# Entries shown:
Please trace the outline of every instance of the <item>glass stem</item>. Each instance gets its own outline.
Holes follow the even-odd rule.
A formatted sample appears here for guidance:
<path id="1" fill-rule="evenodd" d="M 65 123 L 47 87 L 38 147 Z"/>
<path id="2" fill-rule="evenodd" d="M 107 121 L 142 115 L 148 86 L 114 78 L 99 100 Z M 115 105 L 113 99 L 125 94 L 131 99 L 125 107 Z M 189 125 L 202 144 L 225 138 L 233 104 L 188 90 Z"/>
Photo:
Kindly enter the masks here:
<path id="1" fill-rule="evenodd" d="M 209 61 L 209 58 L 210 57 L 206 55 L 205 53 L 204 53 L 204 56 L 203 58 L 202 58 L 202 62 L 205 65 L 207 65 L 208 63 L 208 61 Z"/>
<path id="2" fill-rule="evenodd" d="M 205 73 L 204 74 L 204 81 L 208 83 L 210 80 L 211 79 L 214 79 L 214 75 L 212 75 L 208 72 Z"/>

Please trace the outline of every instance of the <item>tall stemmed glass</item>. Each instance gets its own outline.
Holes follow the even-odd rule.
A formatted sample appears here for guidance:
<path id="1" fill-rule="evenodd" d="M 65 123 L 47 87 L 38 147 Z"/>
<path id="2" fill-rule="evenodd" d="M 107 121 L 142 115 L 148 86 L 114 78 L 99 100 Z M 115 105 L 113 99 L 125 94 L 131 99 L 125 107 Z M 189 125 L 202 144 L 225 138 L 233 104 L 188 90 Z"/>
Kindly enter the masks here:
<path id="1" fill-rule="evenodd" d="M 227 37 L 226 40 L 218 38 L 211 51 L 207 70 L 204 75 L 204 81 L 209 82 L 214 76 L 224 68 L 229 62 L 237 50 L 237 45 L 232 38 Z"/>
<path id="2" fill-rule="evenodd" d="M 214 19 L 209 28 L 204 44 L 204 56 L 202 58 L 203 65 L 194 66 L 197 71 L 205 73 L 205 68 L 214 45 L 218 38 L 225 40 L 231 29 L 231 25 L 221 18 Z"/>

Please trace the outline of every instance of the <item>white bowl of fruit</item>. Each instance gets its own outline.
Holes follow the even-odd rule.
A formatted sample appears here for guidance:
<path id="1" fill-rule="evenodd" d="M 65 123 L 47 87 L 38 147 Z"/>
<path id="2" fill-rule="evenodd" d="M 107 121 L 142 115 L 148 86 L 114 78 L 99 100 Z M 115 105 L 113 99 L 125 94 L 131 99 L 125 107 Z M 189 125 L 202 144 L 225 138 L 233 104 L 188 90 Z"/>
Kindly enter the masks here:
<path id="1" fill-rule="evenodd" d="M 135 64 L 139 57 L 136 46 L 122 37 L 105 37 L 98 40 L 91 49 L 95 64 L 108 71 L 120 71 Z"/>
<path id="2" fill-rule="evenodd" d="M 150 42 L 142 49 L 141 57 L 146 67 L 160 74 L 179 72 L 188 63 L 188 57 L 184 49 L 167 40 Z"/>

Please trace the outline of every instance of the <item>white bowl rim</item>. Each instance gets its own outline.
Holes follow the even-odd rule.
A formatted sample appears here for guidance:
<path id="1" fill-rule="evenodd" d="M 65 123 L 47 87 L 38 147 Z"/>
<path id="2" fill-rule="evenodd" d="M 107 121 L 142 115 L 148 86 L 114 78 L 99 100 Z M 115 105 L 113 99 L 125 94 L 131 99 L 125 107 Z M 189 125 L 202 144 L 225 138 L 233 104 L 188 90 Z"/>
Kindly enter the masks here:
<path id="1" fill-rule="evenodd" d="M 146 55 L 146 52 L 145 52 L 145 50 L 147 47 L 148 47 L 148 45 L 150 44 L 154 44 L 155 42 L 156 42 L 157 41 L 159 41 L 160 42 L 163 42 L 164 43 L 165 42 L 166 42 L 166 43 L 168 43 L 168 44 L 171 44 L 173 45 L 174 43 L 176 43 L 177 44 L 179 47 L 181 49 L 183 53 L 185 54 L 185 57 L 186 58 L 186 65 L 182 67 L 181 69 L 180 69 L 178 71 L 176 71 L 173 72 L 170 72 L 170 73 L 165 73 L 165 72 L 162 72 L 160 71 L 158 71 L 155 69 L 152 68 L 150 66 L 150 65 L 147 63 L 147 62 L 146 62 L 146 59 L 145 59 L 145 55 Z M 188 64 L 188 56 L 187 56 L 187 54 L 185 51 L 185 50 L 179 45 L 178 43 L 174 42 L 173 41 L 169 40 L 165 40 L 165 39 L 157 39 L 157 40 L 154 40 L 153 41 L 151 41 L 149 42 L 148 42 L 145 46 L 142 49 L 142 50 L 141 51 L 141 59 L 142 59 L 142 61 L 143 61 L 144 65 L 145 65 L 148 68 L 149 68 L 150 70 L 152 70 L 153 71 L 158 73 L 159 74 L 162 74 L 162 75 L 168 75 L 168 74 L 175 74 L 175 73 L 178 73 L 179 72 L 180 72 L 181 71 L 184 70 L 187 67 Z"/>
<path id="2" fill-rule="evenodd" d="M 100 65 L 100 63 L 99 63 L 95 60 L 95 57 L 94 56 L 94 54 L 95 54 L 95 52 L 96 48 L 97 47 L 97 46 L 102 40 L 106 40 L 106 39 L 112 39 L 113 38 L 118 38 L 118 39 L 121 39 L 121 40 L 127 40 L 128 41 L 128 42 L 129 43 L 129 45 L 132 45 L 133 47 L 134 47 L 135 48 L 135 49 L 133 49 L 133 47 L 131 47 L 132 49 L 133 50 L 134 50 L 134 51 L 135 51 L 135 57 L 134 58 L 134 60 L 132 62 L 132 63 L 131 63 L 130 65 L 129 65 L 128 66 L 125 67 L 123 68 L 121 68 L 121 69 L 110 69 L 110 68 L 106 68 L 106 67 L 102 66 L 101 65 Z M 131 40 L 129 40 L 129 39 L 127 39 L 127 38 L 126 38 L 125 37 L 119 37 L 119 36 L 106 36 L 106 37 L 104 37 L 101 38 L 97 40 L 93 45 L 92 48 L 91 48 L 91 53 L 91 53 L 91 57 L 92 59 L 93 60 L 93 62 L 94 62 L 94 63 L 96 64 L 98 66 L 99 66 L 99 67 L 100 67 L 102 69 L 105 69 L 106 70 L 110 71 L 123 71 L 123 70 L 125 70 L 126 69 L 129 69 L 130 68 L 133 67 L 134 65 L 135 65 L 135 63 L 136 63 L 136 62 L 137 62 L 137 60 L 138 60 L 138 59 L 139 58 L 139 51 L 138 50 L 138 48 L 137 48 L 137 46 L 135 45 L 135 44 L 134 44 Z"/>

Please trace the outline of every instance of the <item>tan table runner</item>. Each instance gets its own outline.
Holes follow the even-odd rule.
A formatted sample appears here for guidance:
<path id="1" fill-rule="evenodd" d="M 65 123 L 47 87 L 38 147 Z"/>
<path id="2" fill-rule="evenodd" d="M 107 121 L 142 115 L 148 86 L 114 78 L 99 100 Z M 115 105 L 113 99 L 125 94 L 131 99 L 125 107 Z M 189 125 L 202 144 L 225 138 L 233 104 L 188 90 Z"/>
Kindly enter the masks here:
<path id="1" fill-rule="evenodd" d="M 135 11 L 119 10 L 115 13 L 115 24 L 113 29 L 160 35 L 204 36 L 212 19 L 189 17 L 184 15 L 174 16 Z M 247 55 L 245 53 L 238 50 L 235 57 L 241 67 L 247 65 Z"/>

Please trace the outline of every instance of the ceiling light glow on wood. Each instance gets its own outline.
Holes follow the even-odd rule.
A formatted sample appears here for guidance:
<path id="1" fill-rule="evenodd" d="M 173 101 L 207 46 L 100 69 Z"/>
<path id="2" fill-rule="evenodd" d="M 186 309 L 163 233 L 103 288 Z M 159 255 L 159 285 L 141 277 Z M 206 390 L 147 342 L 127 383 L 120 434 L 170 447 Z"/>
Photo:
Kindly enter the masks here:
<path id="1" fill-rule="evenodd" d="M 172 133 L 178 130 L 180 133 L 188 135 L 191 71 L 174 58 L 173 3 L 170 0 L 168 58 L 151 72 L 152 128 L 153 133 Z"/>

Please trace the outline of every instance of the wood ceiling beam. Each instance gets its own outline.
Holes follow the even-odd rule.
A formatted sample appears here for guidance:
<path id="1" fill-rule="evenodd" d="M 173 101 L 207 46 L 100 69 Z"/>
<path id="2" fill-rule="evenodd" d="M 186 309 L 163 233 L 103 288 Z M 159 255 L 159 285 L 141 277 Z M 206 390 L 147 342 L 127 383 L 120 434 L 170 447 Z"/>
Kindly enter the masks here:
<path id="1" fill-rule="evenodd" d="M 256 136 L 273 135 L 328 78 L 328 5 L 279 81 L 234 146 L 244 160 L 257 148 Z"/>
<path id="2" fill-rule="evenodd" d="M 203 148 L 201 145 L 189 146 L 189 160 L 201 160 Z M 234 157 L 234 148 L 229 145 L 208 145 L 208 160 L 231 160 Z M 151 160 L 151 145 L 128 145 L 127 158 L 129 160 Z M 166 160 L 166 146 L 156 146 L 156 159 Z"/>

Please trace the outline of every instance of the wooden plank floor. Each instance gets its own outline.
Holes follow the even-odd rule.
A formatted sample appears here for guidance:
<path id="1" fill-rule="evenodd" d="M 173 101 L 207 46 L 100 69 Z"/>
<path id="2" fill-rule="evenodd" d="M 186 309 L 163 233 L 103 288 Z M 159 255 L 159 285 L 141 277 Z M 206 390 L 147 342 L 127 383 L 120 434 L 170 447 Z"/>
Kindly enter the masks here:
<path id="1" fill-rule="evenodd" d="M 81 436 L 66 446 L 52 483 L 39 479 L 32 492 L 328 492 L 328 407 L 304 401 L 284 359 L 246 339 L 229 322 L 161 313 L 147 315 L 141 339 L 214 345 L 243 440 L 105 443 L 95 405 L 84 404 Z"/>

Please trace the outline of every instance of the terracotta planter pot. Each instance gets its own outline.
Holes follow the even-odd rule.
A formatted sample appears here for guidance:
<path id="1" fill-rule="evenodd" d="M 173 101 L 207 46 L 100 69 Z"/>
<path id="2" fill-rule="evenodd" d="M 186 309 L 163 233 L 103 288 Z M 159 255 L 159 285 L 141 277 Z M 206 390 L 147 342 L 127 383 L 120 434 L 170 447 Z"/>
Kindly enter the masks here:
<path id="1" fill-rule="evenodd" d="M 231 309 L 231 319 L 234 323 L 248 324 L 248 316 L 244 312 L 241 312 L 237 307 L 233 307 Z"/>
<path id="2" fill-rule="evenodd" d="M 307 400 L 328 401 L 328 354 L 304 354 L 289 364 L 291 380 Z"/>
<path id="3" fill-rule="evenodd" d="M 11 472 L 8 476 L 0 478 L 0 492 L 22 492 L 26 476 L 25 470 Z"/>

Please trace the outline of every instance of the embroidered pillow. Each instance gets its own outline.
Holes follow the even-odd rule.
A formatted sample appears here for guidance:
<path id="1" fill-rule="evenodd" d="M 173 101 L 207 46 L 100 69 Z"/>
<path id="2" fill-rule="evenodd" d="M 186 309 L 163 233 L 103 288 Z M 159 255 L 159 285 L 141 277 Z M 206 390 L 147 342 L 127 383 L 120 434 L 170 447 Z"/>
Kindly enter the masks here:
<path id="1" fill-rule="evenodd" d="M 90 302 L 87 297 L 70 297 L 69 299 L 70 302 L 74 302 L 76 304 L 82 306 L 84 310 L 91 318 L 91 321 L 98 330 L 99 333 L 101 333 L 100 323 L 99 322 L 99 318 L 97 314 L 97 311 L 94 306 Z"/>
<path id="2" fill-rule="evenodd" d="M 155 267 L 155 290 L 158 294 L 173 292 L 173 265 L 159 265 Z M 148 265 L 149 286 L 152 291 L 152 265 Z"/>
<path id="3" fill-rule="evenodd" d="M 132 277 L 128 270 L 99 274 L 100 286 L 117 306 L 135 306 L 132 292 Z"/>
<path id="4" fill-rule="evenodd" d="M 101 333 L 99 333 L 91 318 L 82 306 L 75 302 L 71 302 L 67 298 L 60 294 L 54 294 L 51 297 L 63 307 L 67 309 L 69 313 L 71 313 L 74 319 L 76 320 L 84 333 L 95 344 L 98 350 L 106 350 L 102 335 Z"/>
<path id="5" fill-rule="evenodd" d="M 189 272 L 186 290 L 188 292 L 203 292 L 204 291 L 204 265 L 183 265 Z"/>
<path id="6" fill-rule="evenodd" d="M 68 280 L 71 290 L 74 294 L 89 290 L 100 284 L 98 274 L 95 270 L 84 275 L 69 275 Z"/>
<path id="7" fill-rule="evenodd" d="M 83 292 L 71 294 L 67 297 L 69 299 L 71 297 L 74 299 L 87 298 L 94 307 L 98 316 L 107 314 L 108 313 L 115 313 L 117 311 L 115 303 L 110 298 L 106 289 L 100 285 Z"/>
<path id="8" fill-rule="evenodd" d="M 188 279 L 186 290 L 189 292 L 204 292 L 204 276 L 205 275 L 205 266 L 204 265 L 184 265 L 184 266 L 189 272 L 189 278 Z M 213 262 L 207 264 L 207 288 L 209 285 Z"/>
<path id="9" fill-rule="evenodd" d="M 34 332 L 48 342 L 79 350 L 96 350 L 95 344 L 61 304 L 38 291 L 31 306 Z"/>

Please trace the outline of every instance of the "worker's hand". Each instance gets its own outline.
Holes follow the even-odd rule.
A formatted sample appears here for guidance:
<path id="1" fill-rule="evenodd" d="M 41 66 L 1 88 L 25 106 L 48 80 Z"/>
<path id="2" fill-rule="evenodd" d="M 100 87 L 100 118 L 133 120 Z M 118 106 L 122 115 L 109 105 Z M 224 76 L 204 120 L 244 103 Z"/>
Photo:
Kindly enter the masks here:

# Stated problem:
Copy the data word for word, beginning at its first line and stopping after the line that contains "209 61 L 209".

# Full solution:
Please trace the outline of every instance of the <item>glass stem</item>. Each instance gets its own outline.
Holes follow the even-odd rule.
A formatted sample appears here for guidance:
<path id="1" fill-rule="evenodd" d="M 65 123 L 47 87 L 38 147 Z"/>
<path id="2" fill-rule="evenodd" d="M 107 121 L 142 115 L 148 86 L 114 78 L 99 100 Z M 115 105 L 113 99 L 125 94 L 131 99 L 125 107 Z M 189 125 L 202 144 L 225 138 L 233 104 L 188 90 Z"/>
Photo:
Kindly enter the masks here:
<path id="1" fill-rule="evenodd" d="M 209 61 L 209 58 L 210 57 L 206 55 L 205 53 L 204 53 L 204 56 L 203 58 L 202 58 L 202 62 L 205 65 L 207 65 L 208 63 L 208 61 Z"/>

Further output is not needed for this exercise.